Which of the lines below holds the string "vest"? Copy every line that does.

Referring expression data
=== Begin Enclosure ===

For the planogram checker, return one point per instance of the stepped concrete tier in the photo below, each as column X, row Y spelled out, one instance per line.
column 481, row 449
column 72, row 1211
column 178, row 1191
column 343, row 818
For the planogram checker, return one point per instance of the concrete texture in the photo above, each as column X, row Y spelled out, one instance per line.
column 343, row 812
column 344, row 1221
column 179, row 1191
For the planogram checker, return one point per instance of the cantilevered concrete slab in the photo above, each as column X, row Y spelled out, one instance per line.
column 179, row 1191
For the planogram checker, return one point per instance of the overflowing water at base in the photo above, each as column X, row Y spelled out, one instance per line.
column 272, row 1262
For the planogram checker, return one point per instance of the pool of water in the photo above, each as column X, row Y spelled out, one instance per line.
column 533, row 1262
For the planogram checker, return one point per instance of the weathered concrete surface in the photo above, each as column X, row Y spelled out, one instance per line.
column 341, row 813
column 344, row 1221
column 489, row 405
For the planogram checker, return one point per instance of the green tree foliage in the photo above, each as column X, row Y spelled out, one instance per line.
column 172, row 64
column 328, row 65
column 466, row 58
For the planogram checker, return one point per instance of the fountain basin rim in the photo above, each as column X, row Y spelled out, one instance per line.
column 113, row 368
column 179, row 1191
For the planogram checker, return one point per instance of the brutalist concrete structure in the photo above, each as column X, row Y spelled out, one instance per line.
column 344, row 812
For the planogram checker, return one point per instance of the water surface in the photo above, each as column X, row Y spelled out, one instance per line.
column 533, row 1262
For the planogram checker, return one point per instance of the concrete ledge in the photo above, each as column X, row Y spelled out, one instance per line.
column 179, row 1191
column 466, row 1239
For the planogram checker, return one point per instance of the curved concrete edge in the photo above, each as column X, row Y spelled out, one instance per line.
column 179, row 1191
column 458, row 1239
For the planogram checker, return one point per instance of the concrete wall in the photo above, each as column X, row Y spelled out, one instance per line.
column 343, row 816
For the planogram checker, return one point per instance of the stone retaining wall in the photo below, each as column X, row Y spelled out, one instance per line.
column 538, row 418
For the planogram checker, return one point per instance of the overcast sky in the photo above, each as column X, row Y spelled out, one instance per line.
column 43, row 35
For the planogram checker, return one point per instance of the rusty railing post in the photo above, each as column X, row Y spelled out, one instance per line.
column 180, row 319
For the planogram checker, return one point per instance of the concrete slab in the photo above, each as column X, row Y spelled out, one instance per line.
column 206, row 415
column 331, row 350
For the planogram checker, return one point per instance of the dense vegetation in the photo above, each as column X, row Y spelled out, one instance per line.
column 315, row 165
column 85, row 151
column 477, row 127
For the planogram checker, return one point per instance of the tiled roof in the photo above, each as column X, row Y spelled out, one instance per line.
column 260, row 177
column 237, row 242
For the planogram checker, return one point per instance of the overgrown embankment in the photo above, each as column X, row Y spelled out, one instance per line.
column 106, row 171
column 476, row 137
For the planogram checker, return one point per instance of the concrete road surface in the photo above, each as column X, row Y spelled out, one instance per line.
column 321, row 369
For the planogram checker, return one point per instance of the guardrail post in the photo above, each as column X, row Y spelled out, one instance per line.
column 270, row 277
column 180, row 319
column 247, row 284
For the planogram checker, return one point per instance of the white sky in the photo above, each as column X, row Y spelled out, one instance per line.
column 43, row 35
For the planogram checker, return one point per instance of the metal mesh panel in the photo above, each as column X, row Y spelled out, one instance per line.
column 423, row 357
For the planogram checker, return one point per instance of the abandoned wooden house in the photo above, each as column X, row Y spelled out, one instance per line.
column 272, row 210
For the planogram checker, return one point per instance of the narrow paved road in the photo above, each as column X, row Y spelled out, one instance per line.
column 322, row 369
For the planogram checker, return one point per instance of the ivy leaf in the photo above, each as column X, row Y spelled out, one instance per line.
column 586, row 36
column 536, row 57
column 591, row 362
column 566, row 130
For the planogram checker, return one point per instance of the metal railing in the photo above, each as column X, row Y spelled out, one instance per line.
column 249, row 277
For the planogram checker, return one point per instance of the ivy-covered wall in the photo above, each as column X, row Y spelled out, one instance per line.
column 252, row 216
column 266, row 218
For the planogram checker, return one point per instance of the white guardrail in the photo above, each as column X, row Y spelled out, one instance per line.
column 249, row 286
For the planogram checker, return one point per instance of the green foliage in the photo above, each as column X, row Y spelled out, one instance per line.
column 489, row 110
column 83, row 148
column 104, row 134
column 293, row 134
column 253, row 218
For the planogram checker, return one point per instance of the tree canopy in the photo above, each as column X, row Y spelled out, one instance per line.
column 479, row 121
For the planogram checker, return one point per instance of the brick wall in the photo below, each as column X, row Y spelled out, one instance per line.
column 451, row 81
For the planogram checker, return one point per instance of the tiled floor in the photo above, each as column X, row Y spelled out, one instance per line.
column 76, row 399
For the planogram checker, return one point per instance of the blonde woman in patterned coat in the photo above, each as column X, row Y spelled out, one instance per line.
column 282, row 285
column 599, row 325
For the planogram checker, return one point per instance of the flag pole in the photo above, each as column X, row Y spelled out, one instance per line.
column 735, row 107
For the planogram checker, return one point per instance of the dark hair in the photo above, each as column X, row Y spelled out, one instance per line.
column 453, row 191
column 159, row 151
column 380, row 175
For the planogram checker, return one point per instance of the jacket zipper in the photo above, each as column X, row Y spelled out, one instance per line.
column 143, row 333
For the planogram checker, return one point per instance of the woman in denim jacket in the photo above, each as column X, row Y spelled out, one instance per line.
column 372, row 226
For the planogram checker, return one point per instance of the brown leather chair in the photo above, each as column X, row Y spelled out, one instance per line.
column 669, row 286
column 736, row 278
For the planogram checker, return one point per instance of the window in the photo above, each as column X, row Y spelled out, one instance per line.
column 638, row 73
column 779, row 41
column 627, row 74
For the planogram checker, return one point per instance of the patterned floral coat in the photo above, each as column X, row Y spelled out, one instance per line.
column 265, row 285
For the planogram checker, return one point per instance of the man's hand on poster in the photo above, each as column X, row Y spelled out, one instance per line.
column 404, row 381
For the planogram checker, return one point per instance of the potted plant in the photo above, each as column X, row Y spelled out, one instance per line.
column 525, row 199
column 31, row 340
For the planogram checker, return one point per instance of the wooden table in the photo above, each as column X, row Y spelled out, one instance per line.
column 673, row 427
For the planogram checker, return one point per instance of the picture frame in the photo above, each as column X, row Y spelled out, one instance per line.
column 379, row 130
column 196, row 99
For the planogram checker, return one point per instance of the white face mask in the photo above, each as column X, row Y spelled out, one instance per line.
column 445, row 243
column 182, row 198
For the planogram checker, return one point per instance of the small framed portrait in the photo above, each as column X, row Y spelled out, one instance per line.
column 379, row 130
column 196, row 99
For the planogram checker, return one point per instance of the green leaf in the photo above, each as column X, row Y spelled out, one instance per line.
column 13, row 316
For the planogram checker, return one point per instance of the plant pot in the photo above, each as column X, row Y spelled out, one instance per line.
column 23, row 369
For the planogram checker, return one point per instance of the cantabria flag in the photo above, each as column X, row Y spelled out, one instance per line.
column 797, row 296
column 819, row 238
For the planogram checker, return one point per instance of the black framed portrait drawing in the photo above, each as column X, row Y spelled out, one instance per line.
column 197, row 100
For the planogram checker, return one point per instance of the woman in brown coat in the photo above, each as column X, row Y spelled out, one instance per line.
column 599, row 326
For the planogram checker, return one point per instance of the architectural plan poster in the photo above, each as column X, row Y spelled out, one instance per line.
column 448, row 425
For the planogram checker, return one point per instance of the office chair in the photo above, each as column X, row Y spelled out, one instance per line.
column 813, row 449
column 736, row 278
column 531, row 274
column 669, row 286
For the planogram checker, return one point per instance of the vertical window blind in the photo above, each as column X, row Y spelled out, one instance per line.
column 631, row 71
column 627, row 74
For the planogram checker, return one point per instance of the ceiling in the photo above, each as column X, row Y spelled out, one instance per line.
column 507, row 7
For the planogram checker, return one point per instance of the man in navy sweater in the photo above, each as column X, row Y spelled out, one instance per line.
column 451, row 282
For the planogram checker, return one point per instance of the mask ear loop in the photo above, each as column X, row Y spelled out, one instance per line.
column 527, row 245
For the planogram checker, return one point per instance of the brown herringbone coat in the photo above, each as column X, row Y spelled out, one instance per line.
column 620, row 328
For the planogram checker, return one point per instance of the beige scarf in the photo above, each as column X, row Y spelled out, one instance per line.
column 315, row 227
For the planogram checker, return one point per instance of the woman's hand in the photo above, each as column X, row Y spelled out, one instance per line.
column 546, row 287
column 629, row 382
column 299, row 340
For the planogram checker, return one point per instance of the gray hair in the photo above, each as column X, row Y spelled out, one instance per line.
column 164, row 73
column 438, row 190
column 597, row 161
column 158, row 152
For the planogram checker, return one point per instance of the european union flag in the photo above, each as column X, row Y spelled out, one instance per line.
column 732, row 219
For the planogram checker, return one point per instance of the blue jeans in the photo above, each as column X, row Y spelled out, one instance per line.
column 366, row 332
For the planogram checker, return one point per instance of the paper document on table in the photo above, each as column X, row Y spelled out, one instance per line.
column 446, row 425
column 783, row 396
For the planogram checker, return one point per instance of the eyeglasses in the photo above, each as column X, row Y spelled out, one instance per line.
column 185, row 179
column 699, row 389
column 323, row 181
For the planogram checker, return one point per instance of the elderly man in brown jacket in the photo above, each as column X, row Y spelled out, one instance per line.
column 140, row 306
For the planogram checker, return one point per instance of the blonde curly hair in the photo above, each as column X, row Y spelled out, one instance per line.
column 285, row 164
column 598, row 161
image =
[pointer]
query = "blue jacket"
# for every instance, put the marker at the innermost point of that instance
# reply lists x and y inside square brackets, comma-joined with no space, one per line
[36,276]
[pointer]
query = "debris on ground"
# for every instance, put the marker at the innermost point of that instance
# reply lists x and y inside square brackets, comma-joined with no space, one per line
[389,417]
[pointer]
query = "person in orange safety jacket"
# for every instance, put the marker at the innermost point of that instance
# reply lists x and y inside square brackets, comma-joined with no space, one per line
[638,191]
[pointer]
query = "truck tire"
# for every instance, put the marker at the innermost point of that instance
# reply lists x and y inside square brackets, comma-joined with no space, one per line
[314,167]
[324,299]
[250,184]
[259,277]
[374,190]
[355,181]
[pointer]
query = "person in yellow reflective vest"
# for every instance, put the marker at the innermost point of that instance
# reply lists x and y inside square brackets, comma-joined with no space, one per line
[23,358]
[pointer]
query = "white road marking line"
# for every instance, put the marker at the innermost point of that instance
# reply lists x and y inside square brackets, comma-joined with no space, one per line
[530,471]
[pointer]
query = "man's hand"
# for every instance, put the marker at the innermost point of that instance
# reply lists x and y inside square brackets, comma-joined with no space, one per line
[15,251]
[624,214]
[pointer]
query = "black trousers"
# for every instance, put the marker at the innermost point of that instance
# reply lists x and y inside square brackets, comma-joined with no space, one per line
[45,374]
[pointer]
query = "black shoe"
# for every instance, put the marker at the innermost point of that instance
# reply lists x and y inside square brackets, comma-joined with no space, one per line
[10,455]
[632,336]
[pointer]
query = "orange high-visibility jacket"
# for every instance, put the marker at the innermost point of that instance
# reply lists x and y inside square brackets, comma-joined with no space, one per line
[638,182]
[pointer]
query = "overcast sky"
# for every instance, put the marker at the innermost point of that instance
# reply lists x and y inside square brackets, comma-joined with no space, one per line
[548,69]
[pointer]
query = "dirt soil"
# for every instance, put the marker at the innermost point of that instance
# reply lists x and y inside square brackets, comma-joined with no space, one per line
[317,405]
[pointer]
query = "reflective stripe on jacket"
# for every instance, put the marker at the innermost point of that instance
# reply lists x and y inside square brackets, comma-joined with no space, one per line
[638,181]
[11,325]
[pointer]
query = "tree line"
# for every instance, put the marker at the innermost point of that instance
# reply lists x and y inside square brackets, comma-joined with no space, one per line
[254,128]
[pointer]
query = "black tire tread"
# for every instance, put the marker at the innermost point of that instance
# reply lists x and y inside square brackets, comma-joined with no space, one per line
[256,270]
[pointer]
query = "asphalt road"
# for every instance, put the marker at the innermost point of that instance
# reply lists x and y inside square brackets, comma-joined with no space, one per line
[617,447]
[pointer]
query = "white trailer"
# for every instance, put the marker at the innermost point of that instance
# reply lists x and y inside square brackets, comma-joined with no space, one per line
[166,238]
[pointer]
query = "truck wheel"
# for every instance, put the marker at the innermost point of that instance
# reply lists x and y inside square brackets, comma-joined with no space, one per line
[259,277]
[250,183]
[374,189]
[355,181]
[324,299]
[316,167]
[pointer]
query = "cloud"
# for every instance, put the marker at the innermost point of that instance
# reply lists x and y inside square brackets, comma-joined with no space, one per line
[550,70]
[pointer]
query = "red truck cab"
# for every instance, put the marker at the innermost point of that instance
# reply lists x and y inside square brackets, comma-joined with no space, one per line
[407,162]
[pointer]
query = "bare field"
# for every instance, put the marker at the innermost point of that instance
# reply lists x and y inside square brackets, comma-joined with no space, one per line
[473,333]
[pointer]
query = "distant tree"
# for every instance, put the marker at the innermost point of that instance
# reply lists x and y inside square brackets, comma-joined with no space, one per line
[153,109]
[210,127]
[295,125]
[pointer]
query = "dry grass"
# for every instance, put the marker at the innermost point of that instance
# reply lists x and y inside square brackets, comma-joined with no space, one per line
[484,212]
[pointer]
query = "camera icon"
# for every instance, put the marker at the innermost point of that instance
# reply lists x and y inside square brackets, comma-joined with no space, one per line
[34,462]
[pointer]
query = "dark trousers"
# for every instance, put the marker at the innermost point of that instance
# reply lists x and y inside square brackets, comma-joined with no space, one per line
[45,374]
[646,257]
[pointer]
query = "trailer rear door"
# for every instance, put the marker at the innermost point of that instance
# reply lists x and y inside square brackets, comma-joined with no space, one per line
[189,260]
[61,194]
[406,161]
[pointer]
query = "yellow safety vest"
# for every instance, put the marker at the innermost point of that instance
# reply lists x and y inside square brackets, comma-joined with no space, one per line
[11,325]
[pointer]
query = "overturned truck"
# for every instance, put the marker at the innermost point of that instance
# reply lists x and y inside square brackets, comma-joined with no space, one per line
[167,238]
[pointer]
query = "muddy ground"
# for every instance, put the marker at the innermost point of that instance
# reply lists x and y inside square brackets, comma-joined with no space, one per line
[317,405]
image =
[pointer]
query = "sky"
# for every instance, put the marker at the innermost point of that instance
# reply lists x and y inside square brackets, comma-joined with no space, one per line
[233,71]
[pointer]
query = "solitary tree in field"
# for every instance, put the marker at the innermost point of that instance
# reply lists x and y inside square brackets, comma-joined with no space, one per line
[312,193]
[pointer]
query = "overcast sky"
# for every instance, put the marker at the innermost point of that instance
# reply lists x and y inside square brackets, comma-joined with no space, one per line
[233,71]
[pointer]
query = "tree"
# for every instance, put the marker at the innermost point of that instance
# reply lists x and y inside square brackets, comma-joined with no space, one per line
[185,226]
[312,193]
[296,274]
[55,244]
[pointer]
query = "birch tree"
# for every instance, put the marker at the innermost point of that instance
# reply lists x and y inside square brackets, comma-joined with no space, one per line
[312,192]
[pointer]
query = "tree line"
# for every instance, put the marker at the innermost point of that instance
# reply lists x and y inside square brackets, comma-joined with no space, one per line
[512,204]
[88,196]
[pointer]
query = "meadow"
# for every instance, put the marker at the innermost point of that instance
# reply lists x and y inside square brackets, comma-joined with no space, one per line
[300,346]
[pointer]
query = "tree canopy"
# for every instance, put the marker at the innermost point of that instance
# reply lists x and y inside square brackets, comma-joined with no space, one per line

=== End Enclosure ===

SOLUTION TO THE EXERCISE
query = "person in yellow reflective vest"
query = "yellow safety vest"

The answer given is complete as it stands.